*Excerpted records*.

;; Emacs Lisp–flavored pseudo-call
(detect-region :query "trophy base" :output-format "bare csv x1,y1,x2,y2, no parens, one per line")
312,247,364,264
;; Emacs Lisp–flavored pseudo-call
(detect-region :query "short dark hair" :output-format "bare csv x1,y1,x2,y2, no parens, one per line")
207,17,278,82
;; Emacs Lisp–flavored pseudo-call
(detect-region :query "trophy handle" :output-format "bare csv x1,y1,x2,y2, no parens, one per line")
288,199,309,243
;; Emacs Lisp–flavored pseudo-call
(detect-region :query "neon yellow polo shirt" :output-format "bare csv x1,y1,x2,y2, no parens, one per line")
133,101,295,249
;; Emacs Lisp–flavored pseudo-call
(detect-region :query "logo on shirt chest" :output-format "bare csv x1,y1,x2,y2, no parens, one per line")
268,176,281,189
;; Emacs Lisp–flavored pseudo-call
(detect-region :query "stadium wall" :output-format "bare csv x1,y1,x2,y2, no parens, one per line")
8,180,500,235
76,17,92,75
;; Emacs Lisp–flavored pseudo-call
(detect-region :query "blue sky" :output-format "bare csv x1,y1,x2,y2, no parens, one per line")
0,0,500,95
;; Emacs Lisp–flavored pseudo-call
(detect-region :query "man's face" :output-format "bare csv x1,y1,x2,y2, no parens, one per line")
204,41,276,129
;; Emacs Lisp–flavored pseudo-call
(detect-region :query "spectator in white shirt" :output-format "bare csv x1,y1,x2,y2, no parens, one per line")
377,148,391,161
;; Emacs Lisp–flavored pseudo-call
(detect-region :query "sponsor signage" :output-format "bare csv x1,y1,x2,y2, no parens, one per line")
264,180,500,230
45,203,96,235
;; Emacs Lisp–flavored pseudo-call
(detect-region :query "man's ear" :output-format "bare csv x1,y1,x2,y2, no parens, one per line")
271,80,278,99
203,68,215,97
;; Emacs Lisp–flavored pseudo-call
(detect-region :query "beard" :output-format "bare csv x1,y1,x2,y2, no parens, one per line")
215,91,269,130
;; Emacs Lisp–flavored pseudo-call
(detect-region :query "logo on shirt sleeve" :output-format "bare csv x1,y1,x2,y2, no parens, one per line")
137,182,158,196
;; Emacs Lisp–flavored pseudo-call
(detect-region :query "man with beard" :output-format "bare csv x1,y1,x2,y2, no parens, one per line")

*Exercise prompt*. Recast every line of the data above as a two-column Markdown table, headed No. and Entry, with the row number in No. and the line itself in Entry. Leave out blank lines.

*Exercise result*.
| No. | Entry |
|---|---|
| 1 | ;; Emacs Lisp–flavored pseudo-call |
| 2 | (detect-region :query "trophy base" :output-format "bare csv x1,y1,x2,y2, no parens, one per line") |
| 3 | 312,247,364,264 |
| 4 | ;; Emacs Lisp–flavored pseudo-call |
| 5 | (detect-region :query "short dark hair" :output-format "bare csv x1,y1,x2,y2, no parens, one per line") |
| 6 | 207,17,278,82 |
| 7 | ;; Emacs Lisp–flavored pseudo-call |
| 8 | (detect-region :query "trophy handle" :output-format "bare csv x1,y1,x2,y2, no parens, one per line") |
| 9 | 288,199,309,243 |
| 10 | ;; Emacs Lisp–flavored pseudo-call |
| 11 | (detect-region :query "neon yellow polo shirt" :output-format "bare csv x1,y1,x2,y2, no parens, one per line") |
| 12 | 133,101,295,249 |
| 13 | ;; Emacs Lisp–flavored pseudo-call |
| 14 | (detect-region :query "logo on shirt chest" :output-format "bare csv x1,y1,x2,y2, no parens, one per line") |
| 15 | 268,176,281,189 |
| 16 | ;; Emacs Lisp–flavored pseudo-call |
| 17 | (detect-region :query "stadium wall" :output-format "bare csv x1,y1,x2,y2, no parens, one per line") |
| 18 | 8,180,500,235 |
| 19 | 76,17,92,75 |
| 20 | ;; Emacs Lisp–flavored pseudo-call |
| 21 | (detect-region :query "blue sky" :output-format "bare csv x1,y1,x2,y2, no parens, one per line") |
| 22 | 0,0,500,95 |
| 23 | ;; Emacs Lisp–flavored pseudo-call |
| 24 | (detect-region :query "man's face" :output-format "bare csv x1,y1,x2,y2, no parens, one per line") |
| 25 | 204,41,276,129 |
| 26 | ;; Emacs Lisp–flavored pseudo-call |
| 27 | (detect-region :query "spectator in white shirt" :output-format "bare csv x1,y1,x2,y2, no parens, one per line") |
| 28 | 377,148,391,161 |
| 29 | ;; Emacs Lisp–flavored pseudo-call |
| 30 | (detect-region :query "sponsor signage" :output-format "bare csv x1,y1,x2,y2, no parens, one per line") |
| 31 | 264,180,500,230 |
| 32 | 45,203,96,235 |
| 33 | ;; Emacs Lisp–flavored pseudo-call |
| 34 | (detect-region :query "man's ear" :output-format "bare csv x1,y1,x2,y2, no parens, one per line") |
| 35 | 271,80,278,99 |
| 36 | 203,68,215,97 |
| 37 | ;; Emacs Lisp–flavored pseudo-call |
| 38 | (detect-region :query "beard" :output-format "bare csv x1,y1,x2,y2, no parens, one per line") |
| 39 | 215,91,269,130 |
| 40 | ;; Emacs Lisp–flavored pseudo-call |
| 41 | (detect-region :query "logo on shirt sleeve" :output-format "bare csv x1,y1,x2,y2, no parens, one per line") |
| 42 | 137,182,158,196 |
| 43 | ;; Emacs Lisp–flavored pseudo-call |
| 44 | (detect-region :query "man with beard" :output-format "bare csv x1,y1,x2,y2, no parens, one per line") |